### Entries for bounding box labeling:
──────
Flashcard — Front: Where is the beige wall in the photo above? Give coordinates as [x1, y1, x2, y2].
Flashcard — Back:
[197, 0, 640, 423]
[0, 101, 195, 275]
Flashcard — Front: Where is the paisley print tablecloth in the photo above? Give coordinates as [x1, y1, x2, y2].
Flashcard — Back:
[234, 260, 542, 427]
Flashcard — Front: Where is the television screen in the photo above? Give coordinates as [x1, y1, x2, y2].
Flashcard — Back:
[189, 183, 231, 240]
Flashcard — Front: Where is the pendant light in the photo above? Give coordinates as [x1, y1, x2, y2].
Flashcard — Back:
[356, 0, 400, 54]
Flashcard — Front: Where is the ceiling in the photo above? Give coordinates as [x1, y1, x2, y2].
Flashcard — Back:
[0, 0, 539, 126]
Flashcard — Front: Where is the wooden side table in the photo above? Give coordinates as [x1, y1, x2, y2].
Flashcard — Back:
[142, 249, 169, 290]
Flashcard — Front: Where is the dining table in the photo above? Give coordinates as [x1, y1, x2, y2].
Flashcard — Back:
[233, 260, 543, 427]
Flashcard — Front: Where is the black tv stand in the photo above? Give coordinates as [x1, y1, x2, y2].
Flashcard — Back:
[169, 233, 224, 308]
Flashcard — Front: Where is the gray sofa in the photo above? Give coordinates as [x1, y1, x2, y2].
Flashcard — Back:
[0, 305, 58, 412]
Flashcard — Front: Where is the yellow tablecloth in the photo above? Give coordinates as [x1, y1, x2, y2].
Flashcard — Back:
──────
### Objective:
Rewrite the entries above as a numbered list, one line per item, leaving out any blank lines.

### Correct response:
1. Flashcard — Front: Where is the beige wall in the photo above? Give coordinates as [x1, y1, x2, y2].
2. Flashcard — Back:
3. [197, 0, 640, 423]
4. [0, 101, 195, 275]
5. Flashcard — Front: Where is the paisley print tablecloth in the photo above? Give coordinates as [x1, y1, x2, y2].
6. Flashcard — Back:
7. [234, 260, 542, 427]
8. Flashcard — Front: Where is the television screen in the photo above? Give coordinates as [x1, y1, x2, y2].
9. Flashcard — Back:
10. [189, 183, 231, 240]
11. Flashcard — Front: Where is the pendant light in the photo above? Give coordinates as [x1, y1, x2, y2].
12. Flashcard — Back:
13. [356, 0, 400, 54]
14. Flashcard — Front: Where is the ceiling in the photo above? Give coordinates as [x1, y1, x2, y2].
15. Flashcard — Back:
16. [0, 0, 539, 126]
17. Flashcard — Front: Where is the wooden side table in the photo above? Give coordinates as [x1, y1, x2, y2].
18. Flashcard — Back:
19. [142, 249, 169, 290]
20. Flashcard — Front: Where is the dining table in the photo above? Give coordinates as [x1, y1, x2, y2].
21. Flashcard — Back:
22. [233, 260, 543, 427]
23. Flashcard — Front: Where is the black tv stand in the photo above? Give coordinates as [x1, y1, x2, y2].
24. Flashcard — Back:
25. [169, 233, 224, 308]
26. Flashcard — Front: Where is the gray sofa in the photo above? Give coordinates as [x1, y1, x2, y2].
27. Flashcard — Back:
28. [0, 305, 58, 412]
29. Flashcard — Front: Where is the yellow tablecloth in the photo above? Give coordinates as [x1, y1, x2, y2].
30. Flashcard — Back:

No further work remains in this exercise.